__Task goal__
Only the lines from the one holding "like [125, 83]." to the end should be retyped, exactly, with both ends included and no pictures.

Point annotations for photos
■ ■ ■ ■ ■
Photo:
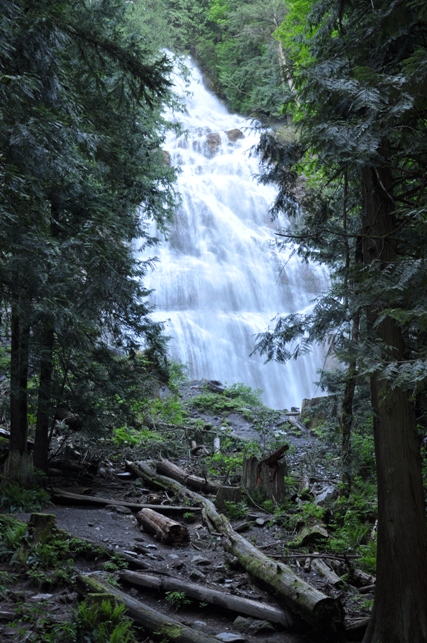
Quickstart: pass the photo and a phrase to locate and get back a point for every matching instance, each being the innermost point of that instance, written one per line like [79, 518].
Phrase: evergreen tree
[83, 171]
[360, 70]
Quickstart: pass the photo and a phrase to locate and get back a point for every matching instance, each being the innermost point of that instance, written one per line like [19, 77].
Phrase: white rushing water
[219, 281]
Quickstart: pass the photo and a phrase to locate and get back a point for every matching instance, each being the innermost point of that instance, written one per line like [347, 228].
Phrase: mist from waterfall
[220, 281]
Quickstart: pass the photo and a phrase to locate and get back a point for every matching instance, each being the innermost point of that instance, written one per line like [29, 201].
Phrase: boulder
[234, 135]
[212, 143]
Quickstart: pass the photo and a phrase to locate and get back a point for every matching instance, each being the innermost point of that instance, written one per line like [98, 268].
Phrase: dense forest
[338, 93]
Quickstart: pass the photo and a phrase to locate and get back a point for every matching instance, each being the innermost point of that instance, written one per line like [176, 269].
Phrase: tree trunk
[168, 531]
[19, 465]
[170, 470]
[41, 443]
[166, 627]
[400, 605]
[347, 415]
[205, 594]
[320, 611]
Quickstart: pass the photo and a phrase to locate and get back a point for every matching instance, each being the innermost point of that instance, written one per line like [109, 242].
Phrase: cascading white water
[219, 280]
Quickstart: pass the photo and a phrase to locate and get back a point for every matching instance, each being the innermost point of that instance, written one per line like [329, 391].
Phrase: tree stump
[168, 531]
[265, 478]
[42, 527]
[227, 494]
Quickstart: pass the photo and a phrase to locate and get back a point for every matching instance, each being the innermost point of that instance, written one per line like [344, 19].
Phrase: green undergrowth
[348, 520]
[237, 398]
[15, 498]
[47, 563]
[94, 621]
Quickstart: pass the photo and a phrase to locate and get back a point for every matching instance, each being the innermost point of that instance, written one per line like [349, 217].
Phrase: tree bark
[219, 598]
[81, 499]
[168, 531]
[400, 605]
[19, 463]
[347, 415]
[170, 470]
[320, 611]
[150, 619]
[41, 441]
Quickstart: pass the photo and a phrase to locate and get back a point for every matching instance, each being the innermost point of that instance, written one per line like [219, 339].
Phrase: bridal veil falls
[219, 280]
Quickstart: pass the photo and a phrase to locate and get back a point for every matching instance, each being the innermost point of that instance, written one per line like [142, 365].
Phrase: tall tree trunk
[400, 605]
[41, 443]
[347, 414]
[19, 463]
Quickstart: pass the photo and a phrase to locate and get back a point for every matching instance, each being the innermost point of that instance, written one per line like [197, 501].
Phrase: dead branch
[219, 598]
[150, 619]
[168, 531]
[61, 494]
[320, 611]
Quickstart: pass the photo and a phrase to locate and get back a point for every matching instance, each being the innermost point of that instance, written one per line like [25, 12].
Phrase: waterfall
[219, 280]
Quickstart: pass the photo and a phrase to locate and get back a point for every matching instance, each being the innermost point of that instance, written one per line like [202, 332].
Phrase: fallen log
[150, 619]
[168, 531]
[60, 494]
[322, 568]
[170, 470]
[317, 609]
[219, 598]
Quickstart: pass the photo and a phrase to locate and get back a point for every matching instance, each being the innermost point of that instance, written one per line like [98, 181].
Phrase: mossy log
[170, 470]
[42, 527]
[205, 594]
[63, 495]
[317, 609]
[168, 531]
[314, 607]
[151, 620]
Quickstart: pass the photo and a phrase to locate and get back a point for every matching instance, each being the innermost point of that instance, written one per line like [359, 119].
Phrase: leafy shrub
[17, 499]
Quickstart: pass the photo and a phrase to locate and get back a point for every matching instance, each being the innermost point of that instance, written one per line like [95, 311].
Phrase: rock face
[234, 135]
[212, 143]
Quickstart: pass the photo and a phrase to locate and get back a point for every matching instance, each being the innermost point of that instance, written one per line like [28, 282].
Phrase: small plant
[189, 516]
[127, 436]
[235, 510]
[177, 600]
[115, 563]
[17, 499]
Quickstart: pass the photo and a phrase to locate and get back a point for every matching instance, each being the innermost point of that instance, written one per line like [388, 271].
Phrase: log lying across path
[221, 599]
[317, 609]
[168, 531]
[170, 470]
[150, 619]
[61, 494]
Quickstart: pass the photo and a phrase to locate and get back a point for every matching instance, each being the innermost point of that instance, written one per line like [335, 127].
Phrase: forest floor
[28, 603]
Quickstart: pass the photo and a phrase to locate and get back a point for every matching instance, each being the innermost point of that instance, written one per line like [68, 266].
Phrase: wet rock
[119, 510]
[252, 625]
[328, 493]
[125, 475]
[212, 143]
[199, 560]
[200, 625]
[195, 574]
[37, 598]
[230, 637]
[310, 535]
[234, 135]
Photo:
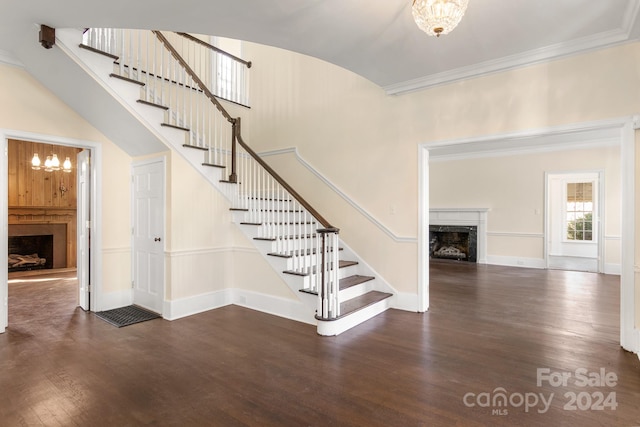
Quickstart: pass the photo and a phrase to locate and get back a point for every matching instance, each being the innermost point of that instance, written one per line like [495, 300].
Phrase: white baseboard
[117, 299]
[614, 269]
[282, 307]
[510, 261]
[188, 306]
[405, 301]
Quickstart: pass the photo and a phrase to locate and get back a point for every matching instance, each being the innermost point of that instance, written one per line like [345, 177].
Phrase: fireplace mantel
[464, 216]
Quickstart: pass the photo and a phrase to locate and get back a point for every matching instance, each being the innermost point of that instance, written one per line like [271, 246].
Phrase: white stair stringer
[100, 67]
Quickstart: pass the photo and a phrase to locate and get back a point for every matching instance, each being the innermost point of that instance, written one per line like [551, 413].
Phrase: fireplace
[453, 242]
[458, 228]
[30, 252]
[37, 246]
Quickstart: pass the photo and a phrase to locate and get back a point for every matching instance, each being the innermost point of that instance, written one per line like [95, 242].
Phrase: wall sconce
[52, 163]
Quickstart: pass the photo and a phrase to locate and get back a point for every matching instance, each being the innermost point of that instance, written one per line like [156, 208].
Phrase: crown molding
[8, 59]
[625, 34]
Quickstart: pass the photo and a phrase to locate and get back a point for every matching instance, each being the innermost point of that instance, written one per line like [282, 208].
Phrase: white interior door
[574, 235]
[84, 229]
[148, 234]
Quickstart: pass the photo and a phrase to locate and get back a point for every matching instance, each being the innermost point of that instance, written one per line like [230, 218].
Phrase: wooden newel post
[328, 302]
[235, 134]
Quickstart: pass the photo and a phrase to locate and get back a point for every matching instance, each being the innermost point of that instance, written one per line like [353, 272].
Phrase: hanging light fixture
[51, 163]
[436, 17]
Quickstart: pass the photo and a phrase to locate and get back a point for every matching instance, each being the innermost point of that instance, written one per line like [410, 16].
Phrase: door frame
[151, 160]
[620, 131]
[95, 258]
[600, 203]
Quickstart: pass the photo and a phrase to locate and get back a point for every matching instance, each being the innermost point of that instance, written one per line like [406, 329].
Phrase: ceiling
[377, 40]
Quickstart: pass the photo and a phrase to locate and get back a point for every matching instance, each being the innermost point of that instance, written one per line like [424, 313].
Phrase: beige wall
[513, 187]
[29, 107]
[366, 143]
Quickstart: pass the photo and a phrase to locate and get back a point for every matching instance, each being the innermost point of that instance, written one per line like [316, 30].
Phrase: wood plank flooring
[488, 327]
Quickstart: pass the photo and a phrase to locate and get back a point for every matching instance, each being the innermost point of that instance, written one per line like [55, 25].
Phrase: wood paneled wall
[40, 197]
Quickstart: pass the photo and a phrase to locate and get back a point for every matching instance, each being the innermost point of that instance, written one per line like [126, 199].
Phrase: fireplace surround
[471, 221]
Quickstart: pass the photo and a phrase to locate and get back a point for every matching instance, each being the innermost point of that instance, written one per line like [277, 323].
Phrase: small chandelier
[436, 17]
[52, 163]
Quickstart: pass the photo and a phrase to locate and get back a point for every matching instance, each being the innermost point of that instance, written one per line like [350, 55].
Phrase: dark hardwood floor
[488, 331]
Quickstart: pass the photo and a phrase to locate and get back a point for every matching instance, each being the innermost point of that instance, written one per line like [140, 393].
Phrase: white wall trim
[512, 261]
[337, 190]
[534, 56]
[188, 306]
[96, 207]
[7, 58]
[278, 306]
[201, 251]
[516, 234]
[624, 129]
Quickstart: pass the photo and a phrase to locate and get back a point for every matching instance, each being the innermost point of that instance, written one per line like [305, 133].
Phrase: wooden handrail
[193, 75]
[216, 49]
[237, 137]
[282, 182]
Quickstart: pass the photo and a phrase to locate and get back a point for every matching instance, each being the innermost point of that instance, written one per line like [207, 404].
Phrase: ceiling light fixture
[52, 163]
[436, 17]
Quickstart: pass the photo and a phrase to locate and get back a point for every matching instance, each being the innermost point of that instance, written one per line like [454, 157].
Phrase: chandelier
[52, 163]
[436, 17]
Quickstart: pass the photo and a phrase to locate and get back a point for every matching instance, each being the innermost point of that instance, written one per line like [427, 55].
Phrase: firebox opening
[453, 242]
[30, 252]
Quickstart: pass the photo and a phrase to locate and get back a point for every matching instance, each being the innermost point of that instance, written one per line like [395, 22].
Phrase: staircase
[156, 76]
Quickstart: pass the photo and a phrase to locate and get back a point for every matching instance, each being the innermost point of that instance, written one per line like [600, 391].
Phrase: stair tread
[345, 283]
[354, 280]
[273, 239]
[152, 104]
[98, 51]
[169, 125]
[295, 253]
[213, 165]
[362, 301]
[278, 223]
[127, 79]
[341, 264]
[189, 145]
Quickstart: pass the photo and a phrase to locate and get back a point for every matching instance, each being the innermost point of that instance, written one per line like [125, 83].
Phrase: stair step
[98, 51]
[358, 303]
[174, 126]
[195, 147]
[295, 253]
[213, 165]
[279, 223]
[346, 283]
[354, 280]
[273, 239]
[126, 79]
[152, 104]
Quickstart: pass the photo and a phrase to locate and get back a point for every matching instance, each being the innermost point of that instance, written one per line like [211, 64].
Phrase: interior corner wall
[365, 142]
[29, 107]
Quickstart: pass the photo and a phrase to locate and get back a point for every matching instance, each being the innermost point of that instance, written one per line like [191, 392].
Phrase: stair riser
[356, 291]
[278, 217]
[336, 327]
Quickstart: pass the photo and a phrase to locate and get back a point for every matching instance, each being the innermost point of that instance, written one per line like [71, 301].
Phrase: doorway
[575, 221]
[618, 131]
[148, 211]
[60, 187]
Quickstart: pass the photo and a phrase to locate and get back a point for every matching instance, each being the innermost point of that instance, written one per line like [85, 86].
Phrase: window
[579, 220]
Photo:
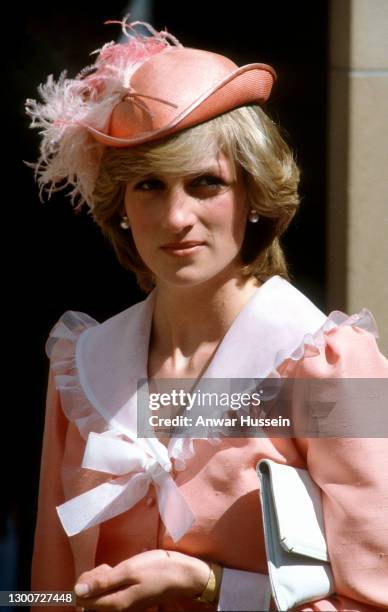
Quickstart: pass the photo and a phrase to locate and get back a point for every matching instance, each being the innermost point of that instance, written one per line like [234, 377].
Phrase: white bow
[135, 471]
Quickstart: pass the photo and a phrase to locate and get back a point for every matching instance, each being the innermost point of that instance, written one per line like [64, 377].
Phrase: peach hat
[136, 92]
[180, 88]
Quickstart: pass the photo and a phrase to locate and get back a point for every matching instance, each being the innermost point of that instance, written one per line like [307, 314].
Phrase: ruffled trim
[312, 344]
[61, 350]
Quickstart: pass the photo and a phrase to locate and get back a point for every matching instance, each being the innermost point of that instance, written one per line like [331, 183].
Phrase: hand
[143, 581]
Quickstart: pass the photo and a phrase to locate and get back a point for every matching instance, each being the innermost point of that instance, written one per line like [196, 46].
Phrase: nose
[179, 210]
■ ■ ■ ■ ■
__Full response__
Quickstart: pass the photo and a phrase to locate and get back a point for every matching instance, each being the innermost point of that instance, written one per line like [125, 83].
Phrase: stair step
[98, 51]
[358, 303]
[174, 126]
[195, 147]
[295, 253]
[213, 165]
[279, 223]
[346, 283]
[354, 280]
[273, 239]
[126, 79]
[152, 104]
Quickstart: pass the photo and a phrase to locate and get back a point for every matching instance, each being the innermost point of that instance, written one per line like [211, 64].
Phrase: interior corner wall
[365, 142]
[29, 107]
Quickstart: pass the photo and a phrase to locate and get back a point for every matching instance, each being the innermost point of that instance, written one per line like [191, 392].
Phrase: stair riser
[356, 291]
[278, 217]
[336, 327]
Quickstart: pass the photo and a phrase to locate and get back a point for every matching instance, each being the innermost point of that instance, written one per line like [71, 301].
Phrase: doorway
[575, 221]
[618, 131]
[148, 211]
[60, 187]
Quickstart: pass the photo and a phrase to locate and get back a point for every matching instance, each being the innermost point of that instance, written one per line like [85, 86].
Phrase: window
[579, 220]
Photo:
Quickstart: pass the photo and a phrase to locate and get back a point for every matching instance, each being the innermost point of that instance, written one per line like [234, 377].
Phrase: white bow
[135, 471]
Quickstart: pass the photo and a phrase to locate and get back a point for every matching instance, each being the innermost point of that instance, written one per line like [64, 377].
Phrase: peach hat
[136, 92]
[180, 88]
Quickstart: pass the photo and a phrase to locate and get back a point for every matching instance, each being the innermost point of that instance, written one per line like [307, 314].
Phrase: ruffled trim
[312, 344]
[61, 350]
Quickstart: pass the photo and a phrase to locate and get back a point for every matching instance, each being the innermost point of that instance, written one per line like [331, 183].
Phrase: hand
[143, 581]
Quickstart: pass the photo and a phrase to locate and get back a point for every matching instance, each being the innermost point of that instance, written one per line like [196, 46].
Phrase: nose
[179, 210]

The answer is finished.